■ **Exercise aim**
Copy every one of the following items word for word.

Items from a dataset
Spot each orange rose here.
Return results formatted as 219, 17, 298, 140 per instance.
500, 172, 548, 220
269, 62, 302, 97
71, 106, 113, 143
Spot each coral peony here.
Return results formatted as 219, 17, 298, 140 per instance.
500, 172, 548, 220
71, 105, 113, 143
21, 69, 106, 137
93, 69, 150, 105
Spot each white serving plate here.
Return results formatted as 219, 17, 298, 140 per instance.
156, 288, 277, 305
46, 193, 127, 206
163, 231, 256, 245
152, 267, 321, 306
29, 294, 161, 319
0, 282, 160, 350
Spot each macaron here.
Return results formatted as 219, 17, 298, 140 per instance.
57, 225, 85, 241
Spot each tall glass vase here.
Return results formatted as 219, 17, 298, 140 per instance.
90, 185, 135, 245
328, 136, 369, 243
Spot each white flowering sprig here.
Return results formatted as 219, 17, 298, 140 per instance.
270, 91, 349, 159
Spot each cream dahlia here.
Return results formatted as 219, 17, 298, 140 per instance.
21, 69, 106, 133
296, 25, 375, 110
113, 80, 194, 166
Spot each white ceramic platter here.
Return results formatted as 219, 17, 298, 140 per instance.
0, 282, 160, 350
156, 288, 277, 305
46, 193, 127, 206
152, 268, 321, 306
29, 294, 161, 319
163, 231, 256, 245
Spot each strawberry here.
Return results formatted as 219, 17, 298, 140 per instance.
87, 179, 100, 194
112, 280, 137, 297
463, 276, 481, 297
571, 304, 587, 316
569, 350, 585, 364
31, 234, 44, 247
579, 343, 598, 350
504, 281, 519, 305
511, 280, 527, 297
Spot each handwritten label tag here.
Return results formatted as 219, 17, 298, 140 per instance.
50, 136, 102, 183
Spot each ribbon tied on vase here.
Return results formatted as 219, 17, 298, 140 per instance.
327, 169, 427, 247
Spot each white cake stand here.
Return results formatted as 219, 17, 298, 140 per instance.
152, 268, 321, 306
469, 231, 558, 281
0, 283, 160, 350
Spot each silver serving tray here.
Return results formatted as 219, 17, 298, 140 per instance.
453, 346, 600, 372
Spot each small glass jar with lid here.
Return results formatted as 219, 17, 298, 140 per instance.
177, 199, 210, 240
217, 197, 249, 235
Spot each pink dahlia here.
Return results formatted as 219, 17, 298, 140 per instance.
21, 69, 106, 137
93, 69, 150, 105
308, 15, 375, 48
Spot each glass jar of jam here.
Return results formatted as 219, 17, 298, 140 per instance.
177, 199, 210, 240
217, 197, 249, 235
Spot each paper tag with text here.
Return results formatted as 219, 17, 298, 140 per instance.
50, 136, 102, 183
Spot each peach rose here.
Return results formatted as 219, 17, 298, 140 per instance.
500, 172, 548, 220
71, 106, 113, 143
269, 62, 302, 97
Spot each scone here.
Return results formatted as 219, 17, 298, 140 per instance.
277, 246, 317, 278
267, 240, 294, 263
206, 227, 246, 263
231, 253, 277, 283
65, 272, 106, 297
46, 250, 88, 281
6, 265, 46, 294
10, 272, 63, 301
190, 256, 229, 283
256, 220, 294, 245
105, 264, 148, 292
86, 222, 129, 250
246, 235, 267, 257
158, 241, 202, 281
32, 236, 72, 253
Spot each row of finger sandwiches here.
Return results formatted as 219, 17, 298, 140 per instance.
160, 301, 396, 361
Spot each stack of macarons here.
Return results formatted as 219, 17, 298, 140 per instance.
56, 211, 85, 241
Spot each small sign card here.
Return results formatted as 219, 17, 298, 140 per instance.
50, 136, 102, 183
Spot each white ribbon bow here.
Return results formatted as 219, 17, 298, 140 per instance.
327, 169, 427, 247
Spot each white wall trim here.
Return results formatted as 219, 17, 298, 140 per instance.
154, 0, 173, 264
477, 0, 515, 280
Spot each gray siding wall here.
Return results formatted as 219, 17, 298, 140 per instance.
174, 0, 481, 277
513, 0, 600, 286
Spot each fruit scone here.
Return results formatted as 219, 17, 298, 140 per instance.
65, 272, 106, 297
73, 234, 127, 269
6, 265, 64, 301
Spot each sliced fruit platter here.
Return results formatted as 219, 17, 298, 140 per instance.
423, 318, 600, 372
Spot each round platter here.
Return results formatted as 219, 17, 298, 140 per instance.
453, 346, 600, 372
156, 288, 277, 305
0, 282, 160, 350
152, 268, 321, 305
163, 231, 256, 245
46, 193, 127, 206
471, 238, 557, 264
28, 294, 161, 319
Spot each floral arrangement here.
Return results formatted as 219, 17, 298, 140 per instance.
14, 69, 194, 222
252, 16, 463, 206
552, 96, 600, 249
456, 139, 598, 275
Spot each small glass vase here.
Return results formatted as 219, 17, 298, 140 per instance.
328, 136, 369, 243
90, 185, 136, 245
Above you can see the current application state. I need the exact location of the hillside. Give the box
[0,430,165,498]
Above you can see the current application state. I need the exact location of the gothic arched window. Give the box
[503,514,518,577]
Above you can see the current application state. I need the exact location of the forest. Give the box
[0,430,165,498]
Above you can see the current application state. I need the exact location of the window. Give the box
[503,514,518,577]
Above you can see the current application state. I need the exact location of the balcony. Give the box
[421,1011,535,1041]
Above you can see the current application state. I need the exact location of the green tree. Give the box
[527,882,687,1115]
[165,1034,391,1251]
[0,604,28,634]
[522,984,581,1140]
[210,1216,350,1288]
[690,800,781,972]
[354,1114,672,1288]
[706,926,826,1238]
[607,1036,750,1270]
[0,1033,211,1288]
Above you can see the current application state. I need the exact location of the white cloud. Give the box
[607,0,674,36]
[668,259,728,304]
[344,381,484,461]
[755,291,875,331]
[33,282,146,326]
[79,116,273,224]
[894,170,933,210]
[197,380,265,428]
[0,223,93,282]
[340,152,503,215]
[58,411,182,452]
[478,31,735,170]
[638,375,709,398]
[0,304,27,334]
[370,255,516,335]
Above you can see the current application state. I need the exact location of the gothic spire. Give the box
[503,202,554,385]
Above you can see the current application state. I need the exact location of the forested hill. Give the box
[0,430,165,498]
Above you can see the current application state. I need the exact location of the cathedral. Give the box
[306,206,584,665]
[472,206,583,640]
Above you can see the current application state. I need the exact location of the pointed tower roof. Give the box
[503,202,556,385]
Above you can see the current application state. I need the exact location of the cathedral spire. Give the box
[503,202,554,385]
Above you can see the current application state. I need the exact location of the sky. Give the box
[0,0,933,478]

■ **Full output**
Spot each orange rose here.
Return results formatted as 219, 17, 298, 140 per instance.
500, 172, 548, 220
269, 62, 302, 97
71, 106, 113, 143
Spot each coral peony here.
Return results formatted as 219, 17, 298, 140 per instance.
500, 172, 548, 220
71, 105, 113, 143
21, 69, 106, 137
93, 69, 150, 105
Spot each white serving plate here.
Return results formatted as 219, 17, 298, 140 per instance.
156, 288, 277, 305
46, 193, 127, 206
163, 231, 256, 245
152, 267, 321, 306
29, 294, 161, 319
0, 282, 160, 350
Spot each macaron here.
Return results formatted as 219, 17, 298, 140 per instance.
57, 225, 85, 241
Spot each tall glass vase here.
Return results formatted as 219, 17, 298, 140 per instance.
90, 185, 135, 245
328, 136, 369, 243
Spot each white flowering sprig here.
Return results formatted as 219, 17, 298, 140 per instance.
270, 91, 349, 159
Spot each cream dahlia here.
Return results formatted as 219, 17, 298, 140 per instance.
21, 69, 106, 133
296, 25, 375, 110
113, 80, 194, 166
Spot each white ceramic platter here.
Return results formatted as 219, 17, 298, 140 per instance.
0, 282, 160, 350
156, 288, 277, 305
46, 193, 127, 206
152, 268, 321, 306
29, 294, 161, 319
163, 231, 256, 245
Spot each strawberry here.
Return results formatted as 219, 17, 298, 140 per instance.
87, 179, 100, 194
112, 280, 137, 297
463, 276, 481, 297
571, 304, 587, 316
569, 350, 585, 364
31, 234, 44, 247
579, 343, 598, 350
504, 281, 519, 305
511, 280, 527, 297
Spot each handwritten label tag here.
Return results formatted as 219, 17, 298, 140 per instance.
50, 136, 102, 183
Spot each ribbon tied on vase here.
Return results formatted as 219, 17, 298, 140 per instance.
327, 169, 427, 247
Spot each white cake stand here.
Return results formatted as 219, 17, 298, 140 per instance.
152, 268, 321, 306
469, 231, 558, 281
0, 283, 160, 350
Spot each silver serving tray here.
Return results formatted as 219, 17, 298, 140 per instance.
453, 346, 600, 372
Spot each small glass jar with lid here.
Return results formatted as 219, 17, 298, 140 per instance.
177, 199, 210, 240
217, 197, 249, 235
Spot each pink dahlia here.
Return results formatted as 219, 17, 298, 140 per instance.
21, 69, 106, 137
93, 69, 150, 105
308, 15, 375, 48
Spot each glass jar of jam here.
Return results formatted as 219, 17, 298, 140 per instance.
177, 199, 210, 240
217, 197, 249, 235
Spot each paper tag with text here.
Return results formatted as 219, 17, 298, 140 per instance.
50, 136, 102, 183
Spot each peach rose here.
Return results formatted as 219, 17, 298, 140 per instance.
500, 172, 548, 220
71, 106, 113, 143
269, 62, 302, 97
Spot each scone here.
Return results formatted as 219, 17, 298, 140 per instance.
277, 246, 317, 278
267, 240, 294, 263
206, 227, 246, 263
231, 253, 277, 283
65, 272, 106, 297
46, 250, 88, 281
6, 265, 46, 294
10, 272, 63, 301
190, 256, 229, 283
256, 220, 294, 245
105, 264, 148, 292
86, 222, 129, 250
246, 235, 267, 257
158, 241, 202, 281
32, 236, 72, 253
Spot each row of finger sandwiches here.
Return results formatted as 219, 17, 298, 140 per instance.
160, 301, 396, 361
Spot each stack of macarons here.
Return results formatted as 219, 17, 298, 140 per instance.
56, 211, 85, 241
Spot each small sign card here.
Return results formatted as 219, 17, 298, 140 per instance.
50, 136, 102, 183
Spot each white ribbon bow here.
Return results formatted as 219, 17, 298, 140 per instance.
327, 169, 427, 247
Spot each white wall trim here.
Return results formatted as 219, 17, 298, 140 per instance.
154, 0, 173, 264
477, 0, 515, 280
Spot each gray siding wall here.
Return results formatted as 219, 17, 298, 140 per instance.
174, 0, 481, 277
513, 0, 600, 286
Spot each fruit scone here.
Return results formatted as 219, 17, 298, 140 per instance.
65, 272, 106, 297
73, 234, 127, 269
6, 265, 64, 301
Spot each sliced fruit platter here.
Return results formatted as 219, 17, 298, 140 per instance.
423, 318, 600, 372
Spot each round platter here.
Return results formatted as 219, 17, 298, 140 per instance.
453, 346, 600, 372
156, 288, 277, 305
0, 282, 160, 350
152, 268, 321, 305
163, 231, 256, 245
46, 193, 127, 206
471, 238, 557, 264
28, 294, 161, 319
Spot each floral arrangement here.
Return results formatted as 219, 17, 298, 140 per instance.
14, 69, 194, 222
252, 16, 463, 206
552, 96, 600, 249
456, 139, 598, 275
Spot each small glass vase here.
Return results formatted as 219, 17, 298, 140 per instance.
328, 136, 369, 243
90, 185, 136, 245
Above you can see the current application state. I need the exact location of the hillside. Give the box
[0,430,165,498]
Above you can see the current application state. I need the exact location of the gothic arched window. Give the box
[503,514,518,577]
Above you can see the current application state. I need the exact location of the forest. Give the box
[0,430,165,498]
Above you can see the current application state. I need the exact location of the window. Give the box
[503,514,518,577]
Above you can see the current application state. I need the exact location of the balcony. Give the box
[421,1011,535,1041]
Above you can see the current application state. I need the exact location of the green tree. Give the box
[527,882,687,1115]
[165,1034,391,1251]
[0,604,28,634]
[522,984,581,1140]
[210,1216,350,1288]
[690,800,781,972]
[354,1114,672,1288]
[706,926,826,1238]
[607,1036,750,1270]
[0,1033,211,1288]
Above you can see the current application state. I need the exact location of the white cloud. Give the box
[607,0,674,36]
[668,259,728,304]
[344,381,484,461]
[755,291,875,331]
[33,282,146,326]
[79,116,273,224]
[894,170,933,210]
[197,380,265,428]
[0,223,93,282]
[340,152,503,215]
[58,411,182,452]
[478,31,735,170]
[638,375,709,398]
[0,304,27,334]
[370,255,516,335]
Above you can see the current application state. I need the exact location of the gothic spire. Give the box
[503,202,554,385]
Above you can see the current application state. I need the exact location of the forested hill. Give the box
[0,430,165,498]
Above you can see the current application state. I need the exact location of the cathedral. Give the box
[306,206,584,665]
[472,206,583,640]
Above you can see the current application state. I need the exact location of the pointed tower roof. Give the box
[503,202,556,385]
Above you can see the current application state. I need the exact location of the cathedral spire. Give the box
[503,202,554,385]
Above you can see the current application state. I need the exact location of the sky. Give the box
[0,0,933,478]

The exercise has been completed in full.